DIRECTION
Would you restate, exactly as they appear, the lines from the one containing "of the balcony" through the end of the data below?
____ DATASET ENTRIES
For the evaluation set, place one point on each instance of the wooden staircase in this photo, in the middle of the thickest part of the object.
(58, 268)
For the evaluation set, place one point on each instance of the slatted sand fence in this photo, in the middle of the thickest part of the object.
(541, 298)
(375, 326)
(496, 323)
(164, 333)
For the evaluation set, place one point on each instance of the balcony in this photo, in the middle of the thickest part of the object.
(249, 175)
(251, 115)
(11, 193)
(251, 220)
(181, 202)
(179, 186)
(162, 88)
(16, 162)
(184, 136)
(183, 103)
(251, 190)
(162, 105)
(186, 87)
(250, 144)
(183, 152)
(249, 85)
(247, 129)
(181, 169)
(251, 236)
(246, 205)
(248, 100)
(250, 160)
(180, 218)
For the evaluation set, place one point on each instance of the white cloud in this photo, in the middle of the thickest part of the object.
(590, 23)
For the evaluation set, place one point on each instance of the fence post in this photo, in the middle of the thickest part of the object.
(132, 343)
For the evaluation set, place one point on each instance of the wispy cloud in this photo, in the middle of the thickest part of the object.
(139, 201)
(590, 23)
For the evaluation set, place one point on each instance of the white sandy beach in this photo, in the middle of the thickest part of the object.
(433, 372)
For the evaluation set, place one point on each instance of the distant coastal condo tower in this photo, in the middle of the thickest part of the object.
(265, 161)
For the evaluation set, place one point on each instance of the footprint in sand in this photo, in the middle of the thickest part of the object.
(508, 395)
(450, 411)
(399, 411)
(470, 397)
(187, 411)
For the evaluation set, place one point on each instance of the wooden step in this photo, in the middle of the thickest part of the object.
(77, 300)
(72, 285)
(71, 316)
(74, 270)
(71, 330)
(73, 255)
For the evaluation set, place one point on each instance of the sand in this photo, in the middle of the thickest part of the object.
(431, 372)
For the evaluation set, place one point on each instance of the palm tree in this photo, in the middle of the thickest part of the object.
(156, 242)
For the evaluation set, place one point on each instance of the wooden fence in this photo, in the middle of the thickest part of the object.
________
RESULT
For the evaluation set, place one point on each instance of the balcony in this photo, in the middle of the thickest part of the object.
(249, 175)
(251, 115)
(11, 193)
(251, 220)
(181, 202)
(179, 186)
(162, 88)
(16, 162)
(184, 136)
(183, 103)
(251, 190)
(162, 105)
(186, 87)
(250, 144)
(183, 152)
(249, 85)
(247, 129)
(181, 169)
(251, 236)
(246, 205)
(248, 100)
(250, 160)
(180, 218)
For the evaluation set, place one point on each instance of the white cloud in this photo, in the middle of the thickest part of the object.
(590, 23)
For the evaluation set, place one point on each instance of the fence post in this photo, in the middle of the thickest part of the object.
(132, 343)
For the evaluation set, place one point on each instance of the wispy cloud in this photo, in the middle of the thickest part of the object.
(139, 201)
(590, 23)
For the evaluation set, place one point on each instance of the white sandy beach in this photo, in the middle of the thickest part of the object.
(433, 372)
For the evaluation set, place one point on each instance of the distant coastal condo tower in this photo, in the middle of the thickest part of the object.
(265, 161)
For the evaluation set, place one point on each instance of the footprint in sand in this photo, in the middle of the thickest part of the object.
(508, 395)
(450, 411)
(399, 411)
(470, 397)
(187, 411)
For the evaluation set, place one point on each instance of the wooden step in this photo, in the middle of the thickest part of the object.
(77, 300)
(72, 285)
(71, 316)
(74, 270)
(71, 330)
(73, 255)
For the evaluation set, place one point on each instance of the sand in this photo, in the middle of the thickest part of the object.
(431, 372)
For the evaluation set, place one point on each instance of the palm tree in this photo, in the middle of the thickest part of the object.
(156, 242)
For the evaluation set, place one point on each instance of the wooden fence in this photo, in the middle of the thickest part of the object.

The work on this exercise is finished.